Required work » Starting with the line containing "Target: glass cabinet door" and going on through the line containing "Mark the door panel", return the lines of the data below exactly, and only those.

[Dataset entries]
++++

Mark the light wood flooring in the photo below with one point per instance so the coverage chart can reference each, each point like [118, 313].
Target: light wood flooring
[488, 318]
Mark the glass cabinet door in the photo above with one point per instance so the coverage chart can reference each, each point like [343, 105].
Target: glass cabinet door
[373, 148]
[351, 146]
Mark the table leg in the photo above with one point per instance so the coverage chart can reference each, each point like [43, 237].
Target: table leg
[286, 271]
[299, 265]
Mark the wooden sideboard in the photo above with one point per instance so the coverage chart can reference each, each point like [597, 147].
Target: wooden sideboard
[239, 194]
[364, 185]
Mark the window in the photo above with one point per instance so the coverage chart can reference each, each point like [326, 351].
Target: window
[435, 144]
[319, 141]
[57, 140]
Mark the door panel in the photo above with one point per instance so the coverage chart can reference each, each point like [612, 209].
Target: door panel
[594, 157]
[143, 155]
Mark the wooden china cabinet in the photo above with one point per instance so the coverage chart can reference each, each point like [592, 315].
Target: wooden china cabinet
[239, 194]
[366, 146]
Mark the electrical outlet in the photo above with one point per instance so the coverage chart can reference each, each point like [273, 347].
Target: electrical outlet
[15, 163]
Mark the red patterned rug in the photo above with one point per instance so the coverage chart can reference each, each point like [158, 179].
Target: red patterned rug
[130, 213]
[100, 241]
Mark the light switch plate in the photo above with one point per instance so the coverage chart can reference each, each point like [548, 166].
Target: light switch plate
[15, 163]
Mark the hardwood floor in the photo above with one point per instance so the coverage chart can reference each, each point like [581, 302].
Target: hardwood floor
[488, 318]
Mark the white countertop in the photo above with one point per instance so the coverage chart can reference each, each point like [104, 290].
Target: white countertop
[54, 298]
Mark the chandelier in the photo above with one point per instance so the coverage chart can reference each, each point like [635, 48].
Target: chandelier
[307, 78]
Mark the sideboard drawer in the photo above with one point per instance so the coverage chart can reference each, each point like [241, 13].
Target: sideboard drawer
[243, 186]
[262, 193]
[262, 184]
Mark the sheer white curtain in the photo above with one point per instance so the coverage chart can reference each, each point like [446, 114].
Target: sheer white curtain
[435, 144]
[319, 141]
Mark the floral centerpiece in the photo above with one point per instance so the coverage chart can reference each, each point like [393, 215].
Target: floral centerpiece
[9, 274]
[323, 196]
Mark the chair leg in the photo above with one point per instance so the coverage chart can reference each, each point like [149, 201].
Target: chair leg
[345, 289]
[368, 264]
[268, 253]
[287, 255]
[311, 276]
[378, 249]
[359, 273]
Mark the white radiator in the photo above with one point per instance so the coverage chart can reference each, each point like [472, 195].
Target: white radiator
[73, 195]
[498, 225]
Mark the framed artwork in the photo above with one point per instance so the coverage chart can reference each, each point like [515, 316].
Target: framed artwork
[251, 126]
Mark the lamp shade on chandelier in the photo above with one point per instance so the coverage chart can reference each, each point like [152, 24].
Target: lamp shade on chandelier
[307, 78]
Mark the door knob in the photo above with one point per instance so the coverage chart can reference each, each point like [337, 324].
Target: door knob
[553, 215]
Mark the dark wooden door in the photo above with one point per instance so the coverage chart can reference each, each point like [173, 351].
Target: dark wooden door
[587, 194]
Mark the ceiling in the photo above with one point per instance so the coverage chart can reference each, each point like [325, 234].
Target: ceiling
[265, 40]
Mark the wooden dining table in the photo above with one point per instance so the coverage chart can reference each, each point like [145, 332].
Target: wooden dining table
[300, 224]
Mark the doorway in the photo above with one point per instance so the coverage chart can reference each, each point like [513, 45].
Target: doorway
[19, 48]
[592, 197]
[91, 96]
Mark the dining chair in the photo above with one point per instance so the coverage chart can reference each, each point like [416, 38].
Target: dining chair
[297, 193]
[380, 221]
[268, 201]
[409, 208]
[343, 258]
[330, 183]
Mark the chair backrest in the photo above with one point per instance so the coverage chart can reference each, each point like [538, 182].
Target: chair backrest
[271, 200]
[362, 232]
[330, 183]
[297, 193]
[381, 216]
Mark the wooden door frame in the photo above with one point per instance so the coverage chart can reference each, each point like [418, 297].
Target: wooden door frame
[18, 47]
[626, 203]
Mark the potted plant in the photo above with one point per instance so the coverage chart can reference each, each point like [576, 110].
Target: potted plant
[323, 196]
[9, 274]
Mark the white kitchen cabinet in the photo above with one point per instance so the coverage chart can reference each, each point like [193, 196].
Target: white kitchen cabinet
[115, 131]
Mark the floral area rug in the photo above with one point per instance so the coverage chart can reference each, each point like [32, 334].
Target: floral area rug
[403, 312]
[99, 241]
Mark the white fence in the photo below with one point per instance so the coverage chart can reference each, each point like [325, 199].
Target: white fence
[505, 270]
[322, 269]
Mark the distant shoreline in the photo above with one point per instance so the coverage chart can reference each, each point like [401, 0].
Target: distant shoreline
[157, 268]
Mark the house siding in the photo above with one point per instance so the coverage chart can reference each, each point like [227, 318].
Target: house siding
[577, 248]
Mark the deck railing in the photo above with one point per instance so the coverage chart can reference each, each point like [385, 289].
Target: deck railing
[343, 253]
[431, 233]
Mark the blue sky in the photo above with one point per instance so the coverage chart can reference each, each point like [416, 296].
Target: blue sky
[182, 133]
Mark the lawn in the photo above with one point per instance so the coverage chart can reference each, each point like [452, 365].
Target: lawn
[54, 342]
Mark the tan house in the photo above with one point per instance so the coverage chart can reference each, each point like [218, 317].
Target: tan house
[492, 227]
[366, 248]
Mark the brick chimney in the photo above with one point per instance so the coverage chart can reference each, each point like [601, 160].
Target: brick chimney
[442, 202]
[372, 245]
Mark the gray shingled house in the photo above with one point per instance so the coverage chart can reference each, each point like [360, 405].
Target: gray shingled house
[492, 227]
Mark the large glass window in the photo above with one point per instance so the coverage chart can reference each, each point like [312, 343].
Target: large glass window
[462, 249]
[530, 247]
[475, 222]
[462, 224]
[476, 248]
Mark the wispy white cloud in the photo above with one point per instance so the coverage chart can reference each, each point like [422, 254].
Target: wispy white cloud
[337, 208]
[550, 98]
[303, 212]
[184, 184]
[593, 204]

++++

Answer section »
Target: glass cabinet door
[373, 148]
[351, 146]
Mark the table leg in the photo above with one point per instance so the coverage chart can reference each, each point like [43, 237].
Target: table leg
[286, 271]
[299, 265]
Mark the wooden sideboard in the photo above with one point per instance so the coverage chart can reference each, each point like [597, 147].
Target: wooden sideboard
[239, 194]
[364, 185]
Mark the window in the photo above with one point per instance so the coverage chart can reference each, each point like [326, 351].
Target: window
[435, 144]
[319, 141]
[57, 140]
Mark the door panel in the photo above with one point per instance so the coverage chart can reference each, each point like [612, 209].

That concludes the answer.